___ Texto fornecido

Em termos práticos, o pedido de inconstitucionalidade veiculado na inicial, acaso julgado procedente, acarretaria, ao menos momentaneamente (ou seja, até que sobreviesse lei para os fixar em nível mais elevado), a supressão dos limites de deduções, com a consequente possibilidade de o contribuinte pessoa física deduzir todo o montante de gastos com educação a cada exercício. Tal resultado não exige do Judiciário a elaboração de regra ou norma que implique indevida inovação do ordenamento jurídico.

Em outras palavras, no caso, a declaração de inconstitucionalidade das normas não representaria indevida atuação do Poder Judiciário como legislador positivo, pois não adicionaria regras ao regramento jurídico vigente, tampouco implicaria concessão de benefício fiscal a pretexto de isonomia.

Esse parecer, é importante notar, reconhece (i) a existência de um conceito constitucional de renda, (ii) que esse conceito implica a dedução de certas despesas, mas (iii) entende, paradoxalmente, que a ponderação acerca dos limites dessas deduções cabe exclusivamente ao legislador, razão pela qual, mesmo em se tratando de educação, seria inviável falar-se em dedutibilidade plena. Observe-se:

Despesas com saúde e educação são imposições da vida e ao mesmo tempo relacionam-se com direitos fundamentais garantidos pela Constituição. Caso a legislação fosse totalmente omissa em prever algum nível de dedução delas da base de cálculo dos tribu- tos impostos aos cidadãos em geral – como é o caso do mais direto entre todos, aquele que incide sobre a renda –, operar-se-ia, aí, sim, verdadeira inconstitucionalidade, por contrariedade ao conceito constitucional de renda.

______

Objetivo da tarefa
Retome o texto sobre os limites de dedução dos gastos com educação no imposto de renda e escreva a continuação a partir do ponto em que ele para.

___ Dados extraídos

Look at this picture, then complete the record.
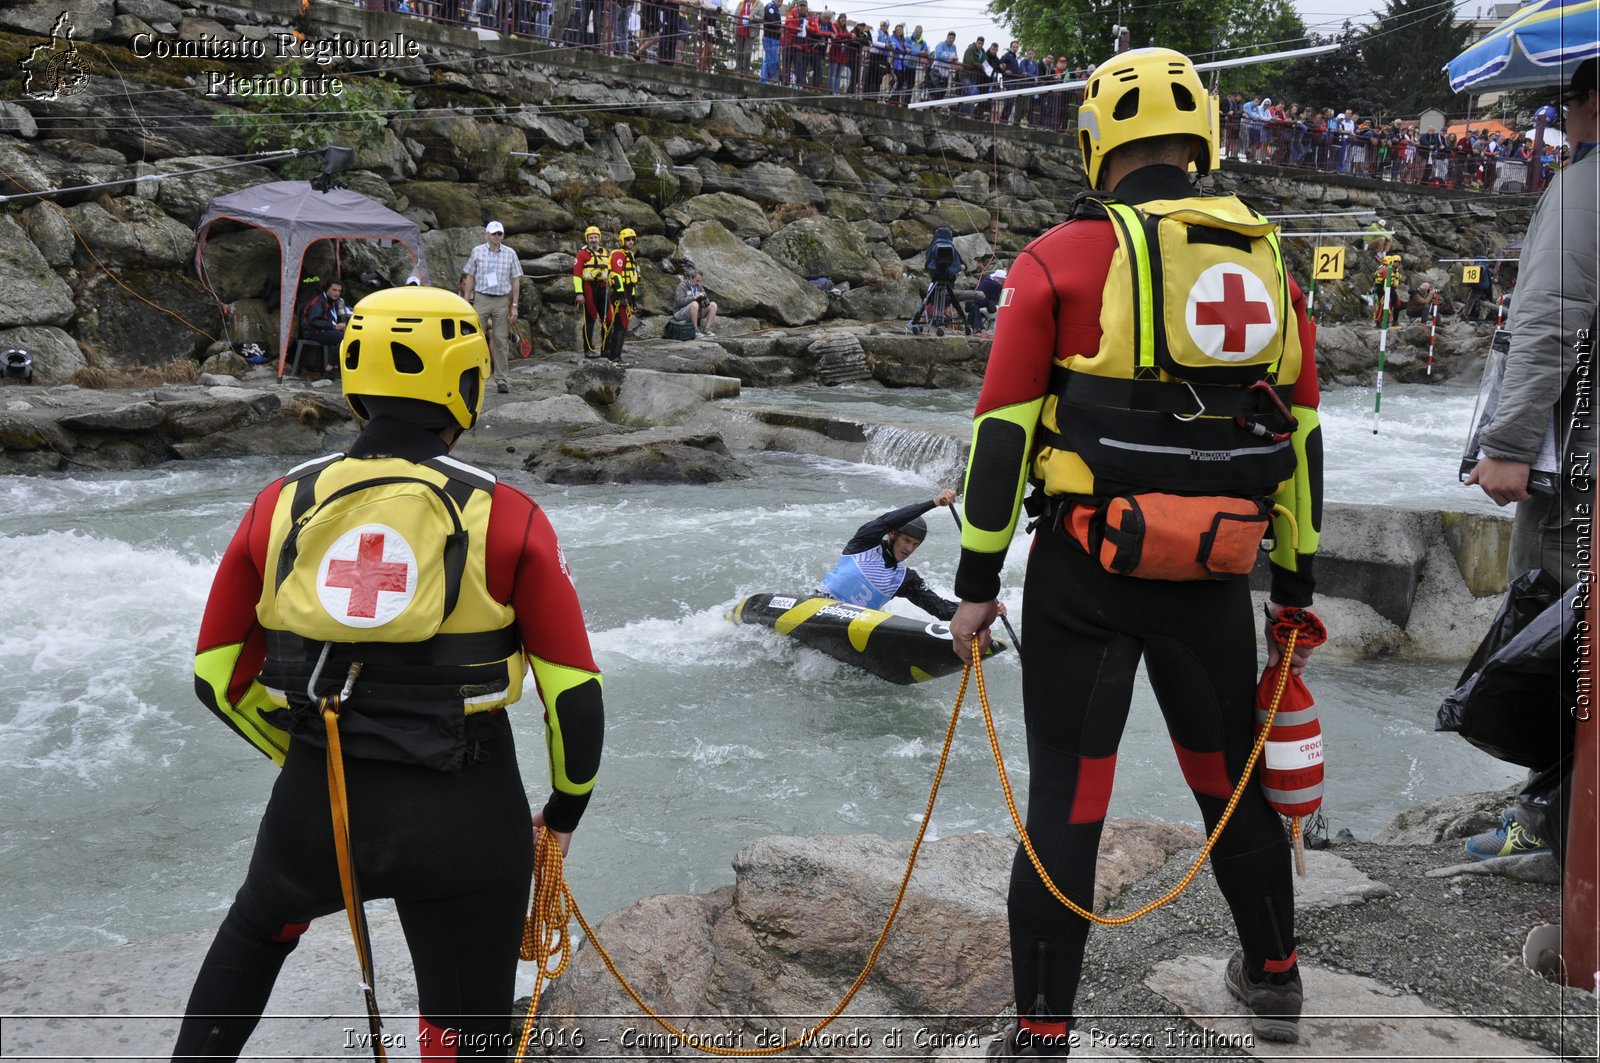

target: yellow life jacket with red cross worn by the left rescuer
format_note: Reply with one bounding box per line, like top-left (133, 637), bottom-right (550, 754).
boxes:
top-left (256, 455), bottom-right (525, 770)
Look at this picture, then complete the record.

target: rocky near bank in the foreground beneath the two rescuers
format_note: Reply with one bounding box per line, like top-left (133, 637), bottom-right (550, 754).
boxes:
top-left (0, 792), bottom-right (1597, 1061)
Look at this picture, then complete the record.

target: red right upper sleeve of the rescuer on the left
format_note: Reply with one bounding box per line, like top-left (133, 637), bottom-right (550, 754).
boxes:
top-left (488, 483), bottom-right (600, 672)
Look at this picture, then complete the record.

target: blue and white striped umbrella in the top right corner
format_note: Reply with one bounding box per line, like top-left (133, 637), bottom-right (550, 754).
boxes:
top-left (1445, 0), bottom-right (1600, 93)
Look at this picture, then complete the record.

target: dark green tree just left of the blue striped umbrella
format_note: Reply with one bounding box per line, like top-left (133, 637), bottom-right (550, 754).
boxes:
top-left (1362, 0), bottom-right (1470, 115)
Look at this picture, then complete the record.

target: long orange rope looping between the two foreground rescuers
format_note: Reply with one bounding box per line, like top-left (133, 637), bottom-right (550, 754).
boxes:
top-left (515, 634), bottom-right (1296, 1063)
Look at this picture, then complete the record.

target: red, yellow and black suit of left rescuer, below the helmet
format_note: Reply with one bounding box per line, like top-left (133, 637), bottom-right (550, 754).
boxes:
top-left (174, 418), bottom-right (603, 1058)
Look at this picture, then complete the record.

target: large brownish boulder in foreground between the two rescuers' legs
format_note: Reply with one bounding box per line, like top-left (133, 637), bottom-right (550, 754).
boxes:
top-left (541, 820), bottom-right (1203, 1058)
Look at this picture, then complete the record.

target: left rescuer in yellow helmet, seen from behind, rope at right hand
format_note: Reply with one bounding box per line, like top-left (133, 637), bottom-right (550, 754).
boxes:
top-left (173, 288), bottom-right (603, 1060)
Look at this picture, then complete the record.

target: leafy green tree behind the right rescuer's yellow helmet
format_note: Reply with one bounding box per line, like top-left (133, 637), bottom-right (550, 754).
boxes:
top-left (989, 0), bottom-right (1306, 69)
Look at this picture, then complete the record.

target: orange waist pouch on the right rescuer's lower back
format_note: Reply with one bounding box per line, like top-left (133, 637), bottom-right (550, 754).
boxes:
top-left (1062, 491), bottom-right (1272, 581)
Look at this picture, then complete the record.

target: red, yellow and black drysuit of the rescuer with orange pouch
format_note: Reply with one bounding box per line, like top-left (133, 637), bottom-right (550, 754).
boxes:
top-left (955, 166), bottom-right (1322, 1034)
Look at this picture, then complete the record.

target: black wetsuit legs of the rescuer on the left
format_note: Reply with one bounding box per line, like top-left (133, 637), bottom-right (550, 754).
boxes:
top-left (173, 714), bottom-right (533, 1060)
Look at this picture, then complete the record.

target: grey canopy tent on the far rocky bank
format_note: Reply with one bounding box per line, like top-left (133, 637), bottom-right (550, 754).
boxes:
top-left (195, 181), bottom-right (427, 378)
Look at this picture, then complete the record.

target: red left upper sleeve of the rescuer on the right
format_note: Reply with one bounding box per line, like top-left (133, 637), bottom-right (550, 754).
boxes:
top-left (976, 219), bottom-right (1117, 416)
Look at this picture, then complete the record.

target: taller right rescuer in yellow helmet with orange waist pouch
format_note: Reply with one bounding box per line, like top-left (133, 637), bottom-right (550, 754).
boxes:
top-left (950, 48), bottom-right (1322, 1058)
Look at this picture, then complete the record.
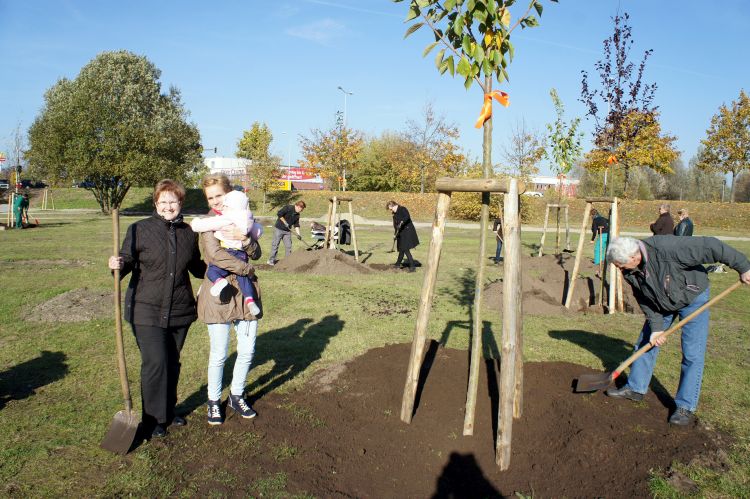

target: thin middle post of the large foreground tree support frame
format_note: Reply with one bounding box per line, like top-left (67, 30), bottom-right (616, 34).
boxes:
top-left (464, 192), bottom-right (490, 435)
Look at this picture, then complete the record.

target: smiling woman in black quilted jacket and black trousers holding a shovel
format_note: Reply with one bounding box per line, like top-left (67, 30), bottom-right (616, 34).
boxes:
top-left (108, 179), bottom-right (206, 437)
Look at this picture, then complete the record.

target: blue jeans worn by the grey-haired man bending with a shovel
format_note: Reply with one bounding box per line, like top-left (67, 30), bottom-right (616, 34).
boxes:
top-left (628, 289), bottom-right (710, 412)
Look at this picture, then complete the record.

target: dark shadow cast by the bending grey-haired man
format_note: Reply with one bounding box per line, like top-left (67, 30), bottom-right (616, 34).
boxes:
top-left (549, 329), bottom-right (675, 411)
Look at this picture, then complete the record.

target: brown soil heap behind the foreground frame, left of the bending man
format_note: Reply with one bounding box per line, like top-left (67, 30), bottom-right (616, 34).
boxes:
top-left (485, 253), bottom-right (640, 315)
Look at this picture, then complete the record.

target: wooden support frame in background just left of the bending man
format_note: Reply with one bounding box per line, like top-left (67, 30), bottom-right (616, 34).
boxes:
top-left (565, 197), bottom-right (624, 314)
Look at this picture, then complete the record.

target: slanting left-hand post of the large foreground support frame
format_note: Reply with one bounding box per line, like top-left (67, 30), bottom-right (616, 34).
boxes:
top-left (401, 192), bottom-right (451, 423)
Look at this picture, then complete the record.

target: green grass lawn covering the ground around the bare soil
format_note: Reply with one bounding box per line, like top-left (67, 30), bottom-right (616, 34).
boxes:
top-left (0, 214), bottom-right (750, 497)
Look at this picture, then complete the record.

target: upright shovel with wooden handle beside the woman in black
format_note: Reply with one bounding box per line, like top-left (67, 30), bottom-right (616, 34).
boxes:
top-left (102, 209), bottom-right (138, 454)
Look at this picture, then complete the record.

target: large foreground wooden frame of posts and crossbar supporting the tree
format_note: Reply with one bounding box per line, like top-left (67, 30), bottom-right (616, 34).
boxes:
top-left (401, 178), bottom-right (523, 470)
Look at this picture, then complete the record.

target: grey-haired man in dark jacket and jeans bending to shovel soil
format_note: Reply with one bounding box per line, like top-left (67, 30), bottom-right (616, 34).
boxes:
top-left (607, 236), bottom-right (750, 426)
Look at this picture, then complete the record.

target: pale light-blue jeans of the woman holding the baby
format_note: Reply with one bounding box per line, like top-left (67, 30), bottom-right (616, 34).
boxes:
top-left (206, 321), bottom-right (258, 401)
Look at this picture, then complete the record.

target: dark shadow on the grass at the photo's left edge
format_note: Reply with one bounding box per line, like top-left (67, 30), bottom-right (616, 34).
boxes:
top-left (0, 350), bottom-right (68, 409)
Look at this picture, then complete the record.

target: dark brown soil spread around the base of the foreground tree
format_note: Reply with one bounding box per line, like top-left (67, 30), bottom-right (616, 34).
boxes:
top-left (163, 343), bottom-right (728, 498)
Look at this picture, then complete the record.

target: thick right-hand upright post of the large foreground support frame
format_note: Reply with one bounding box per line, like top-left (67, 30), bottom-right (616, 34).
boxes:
top-left (495, 179), bottom-right (523, 470)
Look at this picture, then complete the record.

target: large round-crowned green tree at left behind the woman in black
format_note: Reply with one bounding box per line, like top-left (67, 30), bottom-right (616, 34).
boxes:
top-left (26, 51), bottom-right (201, 213)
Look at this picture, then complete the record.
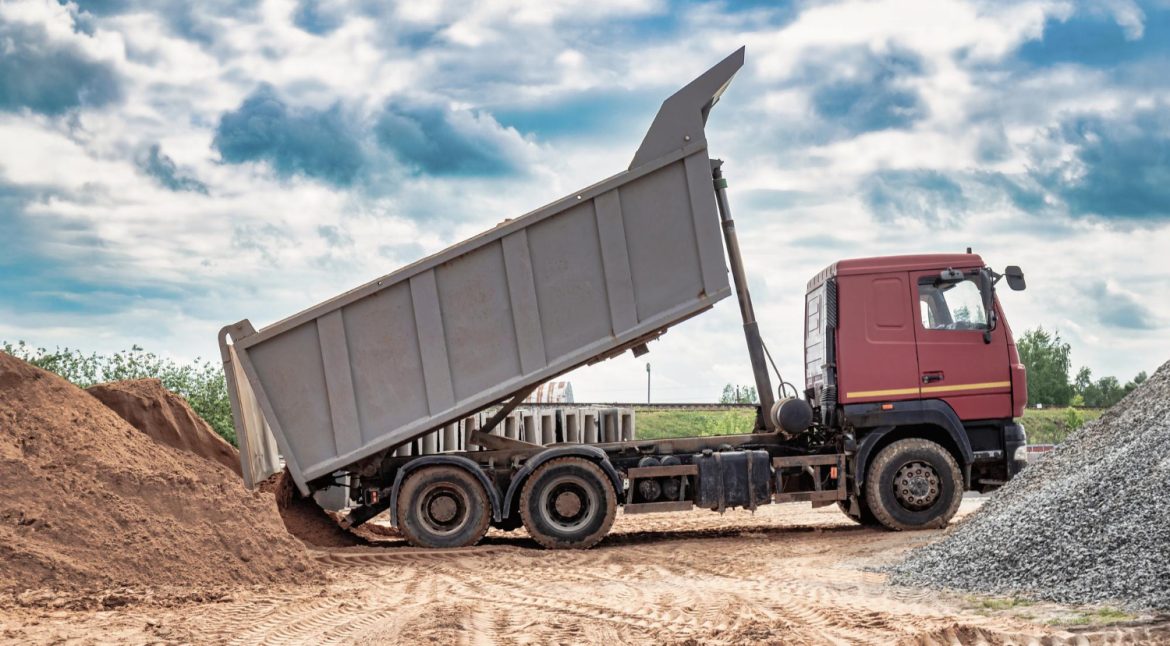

______

Resposta do exercício
A escolha, porém, de quais despesas são dedutíveis e sua quantificação pertence ao juízo de conveniência e oportunidade do legislador, pois não há preceito constitucional que determine parâmetro de dedutibilidade. Em resumo, a definição dos lindes da renda tributável é questão de política fiscal legislativa, que deve ser veiculada por leis ordinárias elaboradas de acordo com a Constituição.

A posição da Procuradoria Geral da República, portanto, é a de que, embora exista um conceito constitucional de renda e esse conceito seja integrado pela dedutibilidade de certas saídas, o legislador poderia fazer uma “escolha” acerca de quais despesas devem ser admitidas para fim de dedução, segundo juízo de conveniência e oportunidade.

Dentro desse panorama brevemente traçado, o que pode perceber é que as argumentações, em regra, são colocadas de modo extremado, no sentido de que ou se admite a dedução integral em qualquer caso ou se entende que não há um direito constitucional mínimo à dedutibilidade de certas saídas, ficando tal disciplina ao sabor do juízo do legislador. Trata-se de argumentações caracterizadas por uma espécie de “tudo ou nada”: ou o direito à educação deve ser protegido da tributação em toda sua dimensão, ou esse direito não tem proteção especial alguma de índole constitucional, caso em que o legislador deve decidir, com ampla liberdade, sobre a relação entre esse direito e a tributação.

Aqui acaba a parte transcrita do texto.